Rédigé par leral.net le Samedi 12 Juillet 2025 à 19:48 | | 0 commentaire(s)|

TIRAILLEMENTS DANS LE BUREAU DU DOYEN DES JUGES SUR LE REPORT DE SON INCULPATION POUR LUNDI : La défense de Badara Gadiaga dit niet à son inculpation puis boude, le juge d'instruction se plie à leur demande et reporte à lundi

 
 
À la suite de son face à face avec le procureur de la République, Badara Gadiaga a failli être inculpé puis placé sous mandat de dépôt, puisque son dossier est désormais entre les mains du Doyen des juges du tribunal de Dakar. Mais, ses avocats, qui avaient auparavant boycotté puis boudé le bureau du juge, ont réussi à faire reporter son inculpation à ce lundi. En évoquant la disposition de l'article 101 du code pénal qui dit que la personne inculpée doit se faire assister par ses avocats, entre autres, ils ont réussi à faire plier le juge.
 
 
 
 
Hier, vendredi, 11 juillet 2025, vers 11h, Badara Gadiaga a été déféré au parquet.  Le procureur de la République, dans son réquisitoire introductif, a désigné le cabinet du Doyen des juges d'instruction pour son inculpation. Mais, il y a eu beaucoup de tiraillements entre ses avocats et le juge en charge de son dossier. Et, au moment où le magistrat instructeur voulait l'inculper, ses conseils se sont opposés à cette mesure, tout en demandant le report pour 24h, c'est-à-dire lundi, 14 juillet.
 
 
Me Mouhamadou Moustapha Dieng : «Le Doyen des juges était déjà part, mais, il est retourné à son bureau pour…»
 
 
Par rapport au refus de voir leur client inculpé de manière "précipitée", Me Mouhamadou Moustapha Dieng, avocat de la défense, explique leurs raisons : "parfois, on a des dossiers où la personne incriminée fait 4 retours de parquet. Badara Gadiaga vient aujourd'hui, le procureur fait son réquisitoire avant qu'on ne remette le dossier au Doyen des juges d'instruction qui était déjà rentré. Mais, il est retourné à son bureau avant de nous dire qu'il va inculper Badara Gadiaga. Nous lui avons dit qu'on est plusieurs avocats et aussi qu'on n’était pas prêt, ni disponible. On lui a alors demandé un report mais, il a refusé. C'est là que nous sommes partis pour nous concerter".

• • • •

■ Tâche à réaliser ■
Selon l'article sur Badara Gadiaga, comment ses avocats ont-ils obtenu du juge le report de l'inculpation à lundi ? Répondez en une à trois phrases.

• • • •

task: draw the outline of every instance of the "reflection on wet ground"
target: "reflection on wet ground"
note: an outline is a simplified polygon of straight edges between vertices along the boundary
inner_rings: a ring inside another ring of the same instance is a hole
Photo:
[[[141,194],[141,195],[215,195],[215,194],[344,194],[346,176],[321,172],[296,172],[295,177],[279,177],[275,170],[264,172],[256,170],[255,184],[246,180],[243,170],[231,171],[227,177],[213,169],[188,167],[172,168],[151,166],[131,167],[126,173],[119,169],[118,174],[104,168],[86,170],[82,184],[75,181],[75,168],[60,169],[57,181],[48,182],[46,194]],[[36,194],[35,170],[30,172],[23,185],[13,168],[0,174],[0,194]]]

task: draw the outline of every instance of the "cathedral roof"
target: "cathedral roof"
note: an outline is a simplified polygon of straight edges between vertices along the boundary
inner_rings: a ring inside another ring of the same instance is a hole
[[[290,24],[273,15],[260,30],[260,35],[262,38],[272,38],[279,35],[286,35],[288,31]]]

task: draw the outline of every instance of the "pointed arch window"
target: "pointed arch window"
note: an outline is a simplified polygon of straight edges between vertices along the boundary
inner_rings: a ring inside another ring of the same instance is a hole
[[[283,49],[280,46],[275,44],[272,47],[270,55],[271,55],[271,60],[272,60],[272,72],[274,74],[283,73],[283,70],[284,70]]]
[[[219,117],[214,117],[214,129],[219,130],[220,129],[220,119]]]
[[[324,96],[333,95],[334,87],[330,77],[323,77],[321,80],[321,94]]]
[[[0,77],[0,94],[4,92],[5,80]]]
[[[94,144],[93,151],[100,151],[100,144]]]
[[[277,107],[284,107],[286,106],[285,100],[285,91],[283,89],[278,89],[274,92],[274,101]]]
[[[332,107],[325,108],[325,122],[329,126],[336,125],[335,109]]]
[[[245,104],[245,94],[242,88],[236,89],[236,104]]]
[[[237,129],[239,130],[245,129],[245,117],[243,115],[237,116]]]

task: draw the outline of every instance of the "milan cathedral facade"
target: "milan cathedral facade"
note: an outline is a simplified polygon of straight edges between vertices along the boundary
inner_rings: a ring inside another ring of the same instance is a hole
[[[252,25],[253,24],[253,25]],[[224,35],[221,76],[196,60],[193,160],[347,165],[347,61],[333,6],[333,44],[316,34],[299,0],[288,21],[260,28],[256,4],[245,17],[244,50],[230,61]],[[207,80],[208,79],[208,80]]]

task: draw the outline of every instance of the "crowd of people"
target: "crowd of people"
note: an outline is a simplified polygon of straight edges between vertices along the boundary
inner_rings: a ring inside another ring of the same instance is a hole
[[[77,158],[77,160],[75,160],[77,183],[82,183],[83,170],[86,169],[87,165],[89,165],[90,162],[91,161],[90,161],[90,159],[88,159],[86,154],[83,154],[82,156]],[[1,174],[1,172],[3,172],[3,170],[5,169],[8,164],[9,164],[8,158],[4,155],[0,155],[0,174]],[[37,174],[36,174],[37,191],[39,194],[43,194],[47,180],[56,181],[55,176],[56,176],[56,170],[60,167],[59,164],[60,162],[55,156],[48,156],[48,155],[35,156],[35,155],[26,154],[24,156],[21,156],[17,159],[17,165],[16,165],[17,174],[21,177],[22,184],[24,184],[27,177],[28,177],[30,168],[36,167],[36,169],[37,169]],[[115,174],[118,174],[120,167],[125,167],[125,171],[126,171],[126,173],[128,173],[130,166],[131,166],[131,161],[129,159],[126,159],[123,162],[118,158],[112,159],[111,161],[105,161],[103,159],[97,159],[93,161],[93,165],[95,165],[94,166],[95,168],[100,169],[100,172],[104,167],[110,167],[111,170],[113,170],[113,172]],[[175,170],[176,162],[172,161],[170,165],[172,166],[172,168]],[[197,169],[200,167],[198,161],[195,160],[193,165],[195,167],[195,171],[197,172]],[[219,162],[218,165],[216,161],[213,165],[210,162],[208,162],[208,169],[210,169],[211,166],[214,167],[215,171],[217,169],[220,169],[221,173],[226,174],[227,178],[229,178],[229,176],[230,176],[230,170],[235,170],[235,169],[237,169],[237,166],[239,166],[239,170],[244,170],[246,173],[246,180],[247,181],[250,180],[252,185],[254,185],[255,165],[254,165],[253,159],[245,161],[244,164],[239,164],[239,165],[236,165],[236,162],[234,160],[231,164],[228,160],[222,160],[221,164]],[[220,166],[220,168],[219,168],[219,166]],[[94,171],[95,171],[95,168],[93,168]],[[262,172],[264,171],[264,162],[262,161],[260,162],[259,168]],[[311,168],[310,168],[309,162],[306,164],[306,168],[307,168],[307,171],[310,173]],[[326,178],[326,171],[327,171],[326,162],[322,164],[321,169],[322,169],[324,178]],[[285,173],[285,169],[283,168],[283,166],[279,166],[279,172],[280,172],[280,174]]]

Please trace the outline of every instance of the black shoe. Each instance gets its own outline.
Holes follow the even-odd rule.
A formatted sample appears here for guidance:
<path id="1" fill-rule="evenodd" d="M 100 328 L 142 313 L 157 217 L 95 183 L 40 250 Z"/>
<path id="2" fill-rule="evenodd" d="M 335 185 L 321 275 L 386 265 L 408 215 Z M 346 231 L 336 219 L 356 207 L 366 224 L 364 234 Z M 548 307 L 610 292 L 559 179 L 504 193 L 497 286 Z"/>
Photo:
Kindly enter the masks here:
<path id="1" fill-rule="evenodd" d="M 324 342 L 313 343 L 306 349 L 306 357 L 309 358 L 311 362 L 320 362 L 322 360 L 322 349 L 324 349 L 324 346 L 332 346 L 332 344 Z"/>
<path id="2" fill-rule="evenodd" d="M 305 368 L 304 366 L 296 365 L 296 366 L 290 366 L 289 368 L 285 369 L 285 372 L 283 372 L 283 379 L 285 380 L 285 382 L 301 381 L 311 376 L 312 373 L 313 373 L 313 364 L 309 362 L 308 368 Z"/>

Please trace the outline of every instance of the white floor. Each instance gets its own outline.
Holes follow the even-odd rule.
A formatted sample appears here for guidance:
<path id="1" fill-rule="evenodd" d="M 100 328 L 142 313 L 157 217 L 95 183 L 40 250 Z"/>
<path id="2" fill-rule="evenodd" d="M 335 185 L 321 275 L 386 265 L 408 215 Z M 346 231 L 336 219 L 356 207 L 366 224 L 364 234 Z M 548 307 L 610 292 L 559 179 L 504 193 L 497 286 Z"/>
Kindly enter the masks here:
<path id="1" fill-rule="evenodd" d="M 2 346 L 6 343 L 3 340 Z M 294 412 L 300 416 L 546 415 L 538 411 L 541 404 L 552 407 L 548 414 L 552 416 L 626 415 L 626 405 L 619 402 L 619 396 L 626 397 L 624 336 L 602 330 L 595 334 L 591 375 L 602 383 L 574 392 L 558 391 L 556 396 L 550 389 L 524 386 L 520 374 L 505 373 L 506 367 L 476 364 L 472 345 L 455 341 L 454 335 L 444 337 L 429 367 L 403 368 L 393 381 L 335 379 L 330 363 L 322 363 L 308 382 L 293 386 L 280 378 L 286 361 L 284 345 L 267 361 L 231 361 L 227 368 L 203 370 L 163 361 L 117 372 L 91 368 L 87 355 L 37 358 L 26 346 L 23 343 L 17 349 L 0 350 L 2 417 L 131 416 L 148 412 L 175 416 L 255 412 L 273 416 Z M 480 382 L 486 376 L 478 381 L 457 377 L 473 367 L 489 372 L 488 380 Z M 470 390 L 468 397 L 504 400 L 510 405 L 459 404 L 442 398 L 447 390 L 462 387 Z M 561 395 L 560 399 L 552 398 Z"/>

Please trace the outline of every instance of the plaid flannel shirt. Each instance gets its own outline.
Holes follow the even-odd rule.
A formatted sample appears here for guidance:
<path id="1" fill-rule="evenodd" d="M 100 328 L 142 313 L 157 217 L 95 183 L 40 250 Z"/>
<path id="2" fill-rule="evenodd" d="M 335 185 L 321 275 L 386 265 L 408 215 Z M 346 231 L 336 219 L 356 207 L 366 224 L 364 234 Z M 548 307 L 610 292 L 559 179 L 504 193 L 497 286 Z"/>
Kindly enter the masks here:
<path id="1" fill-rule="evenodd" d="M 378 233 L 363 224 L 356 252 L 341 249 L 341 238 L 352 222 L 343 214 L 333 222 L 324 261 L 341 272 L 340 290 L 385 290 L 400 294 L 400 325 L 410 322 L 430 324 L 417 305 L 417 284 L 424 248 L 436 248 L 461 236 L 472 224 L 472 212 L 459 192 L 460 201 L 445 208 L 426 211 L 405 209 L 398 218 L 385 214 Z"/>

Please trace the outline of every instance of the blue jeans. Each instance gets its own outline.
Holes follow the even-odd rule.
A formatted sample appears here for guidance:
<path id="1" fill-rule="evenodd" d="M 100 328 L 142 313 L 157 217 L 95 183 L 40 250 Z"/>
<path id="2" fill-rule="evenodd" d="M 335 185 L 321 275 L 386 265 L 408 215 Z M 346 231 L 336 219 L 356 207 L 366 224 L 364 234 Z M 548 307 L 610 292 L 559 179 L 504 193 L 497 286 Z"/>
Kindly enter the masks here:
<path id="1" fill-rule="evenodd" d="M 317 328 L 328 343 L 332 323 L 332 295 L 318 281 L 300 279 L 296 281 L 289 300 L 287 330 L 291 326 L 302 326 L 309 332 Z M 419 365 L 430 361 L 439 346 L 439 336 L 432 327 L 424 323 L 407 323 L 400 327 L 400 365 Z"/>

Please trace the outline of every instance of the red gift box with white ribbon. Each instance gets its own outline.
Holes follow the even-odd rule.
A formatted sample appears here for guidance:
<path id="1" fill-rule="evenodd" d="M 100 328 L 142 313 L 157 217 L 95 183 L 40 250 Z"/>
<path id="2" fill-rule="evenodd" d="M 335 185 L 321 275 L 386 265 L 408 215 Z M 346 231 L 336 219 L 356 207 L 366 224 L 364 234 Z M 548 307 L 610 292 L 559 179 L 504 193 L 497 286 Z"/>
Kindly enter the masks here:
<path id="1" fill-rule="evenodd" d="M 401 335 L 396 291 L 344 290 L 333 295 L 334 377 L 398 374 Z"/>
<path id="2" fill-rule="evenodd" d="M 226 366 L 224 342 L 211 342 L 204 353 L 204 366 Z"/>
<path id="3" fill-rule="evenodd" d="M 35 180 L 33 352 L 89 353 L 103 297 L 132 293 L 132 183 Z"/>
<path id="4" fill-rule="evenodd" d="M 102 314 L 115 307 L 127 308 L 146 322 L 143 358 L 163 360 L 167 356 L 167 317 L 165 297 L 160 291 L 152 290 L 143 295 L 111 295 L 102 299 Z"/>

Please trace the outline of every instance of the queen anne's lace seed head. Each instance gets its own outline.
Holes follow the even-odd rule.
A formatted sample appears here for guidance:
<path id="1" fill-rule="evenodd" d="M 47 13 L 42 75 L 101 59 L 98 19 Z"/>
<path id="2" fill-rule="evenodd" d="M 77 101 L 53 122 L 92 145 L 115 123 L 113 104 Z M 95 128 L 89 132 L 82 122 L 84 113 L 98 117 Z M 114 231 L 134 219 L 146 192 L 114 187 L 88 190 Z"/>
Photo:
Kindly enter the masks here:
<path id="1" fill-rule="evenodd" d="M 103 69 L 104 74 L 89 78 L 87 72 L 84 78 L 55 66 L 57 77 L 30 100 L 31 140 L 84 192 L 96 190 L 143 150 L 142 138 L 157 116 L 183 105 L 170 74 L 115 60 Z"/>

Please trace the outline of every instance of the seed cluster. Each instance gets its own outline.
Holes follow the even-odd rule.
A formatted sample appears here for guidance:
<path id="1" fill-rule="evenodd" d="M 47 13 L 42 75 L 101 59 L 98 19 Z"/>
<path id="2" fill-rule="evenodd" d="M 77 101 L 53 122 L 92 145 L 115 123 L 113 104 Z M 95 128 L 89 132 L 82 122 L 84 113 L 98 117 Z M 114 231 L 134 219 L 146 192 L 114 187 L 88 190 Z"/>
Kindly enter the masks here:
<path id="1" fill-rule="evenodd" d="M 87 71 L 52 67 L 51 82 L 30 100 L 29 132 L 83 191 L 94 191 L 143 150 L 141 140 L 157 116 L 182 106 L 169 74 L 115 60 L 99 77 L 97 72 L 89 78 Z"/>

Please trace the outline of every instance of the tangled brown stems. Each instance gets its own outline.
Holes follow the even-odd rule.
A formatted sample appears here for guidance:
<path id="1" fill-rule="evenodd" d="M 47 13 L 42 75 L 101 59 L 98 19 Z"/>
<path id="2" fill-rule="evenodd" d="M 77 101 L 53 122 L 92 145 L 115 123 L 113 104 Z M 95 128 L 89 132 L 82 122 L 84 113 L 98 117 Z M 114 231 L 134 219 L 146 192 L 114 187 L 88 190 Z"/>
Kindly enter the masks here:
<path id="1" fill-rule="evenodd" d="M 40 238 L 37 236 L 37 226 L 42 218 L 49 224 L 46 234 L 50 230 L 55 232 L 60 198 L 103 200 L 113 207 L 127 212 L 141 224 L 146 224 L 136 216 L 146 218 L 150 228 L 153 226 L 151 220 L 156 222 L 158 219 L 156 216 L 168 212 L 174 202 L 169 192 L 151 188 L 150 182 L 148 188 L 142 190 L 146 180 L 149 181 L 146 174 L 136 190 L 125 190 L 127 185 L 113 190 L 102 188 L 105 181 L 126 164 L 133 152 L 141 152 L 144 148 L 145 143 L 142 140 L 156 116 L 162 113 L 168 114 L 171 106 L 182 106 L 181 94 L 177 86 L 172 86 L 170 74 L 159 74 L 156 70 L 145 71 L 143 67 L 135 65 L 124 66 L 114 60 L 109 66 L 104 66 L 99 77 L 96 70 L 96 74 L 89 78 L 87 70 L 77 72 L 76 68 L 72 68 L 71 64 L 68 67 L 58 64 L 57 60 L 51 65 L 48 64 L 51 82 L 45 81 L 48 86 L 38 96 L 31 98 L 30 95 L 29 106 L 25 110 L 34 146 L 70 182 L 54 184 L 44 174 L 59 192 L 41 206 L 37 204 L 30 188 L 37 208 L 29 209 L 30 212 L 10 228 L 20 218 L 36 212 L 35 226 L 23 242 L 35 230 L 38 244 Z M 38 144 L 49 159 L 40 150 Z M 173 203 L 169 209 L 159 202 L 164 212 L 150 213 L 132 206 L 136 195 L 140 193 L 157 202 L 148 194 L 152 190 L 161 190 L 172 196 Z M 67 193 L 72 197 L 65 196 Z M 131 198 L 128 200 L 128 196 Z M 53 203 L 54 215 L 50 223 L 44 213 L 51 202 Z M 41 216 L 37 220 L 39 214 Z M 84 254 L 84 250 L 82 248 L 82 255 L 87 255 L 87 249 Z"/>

• • • •

■ Réponse complète ■
Ses avocats ont invoqué l'article 101 du code pénal, qui prévoit notamment que la personne inculpée doit se faire assister par ses avocats. Cet argument a fait plier le juge, qui a reporté l'inculpation à lundi.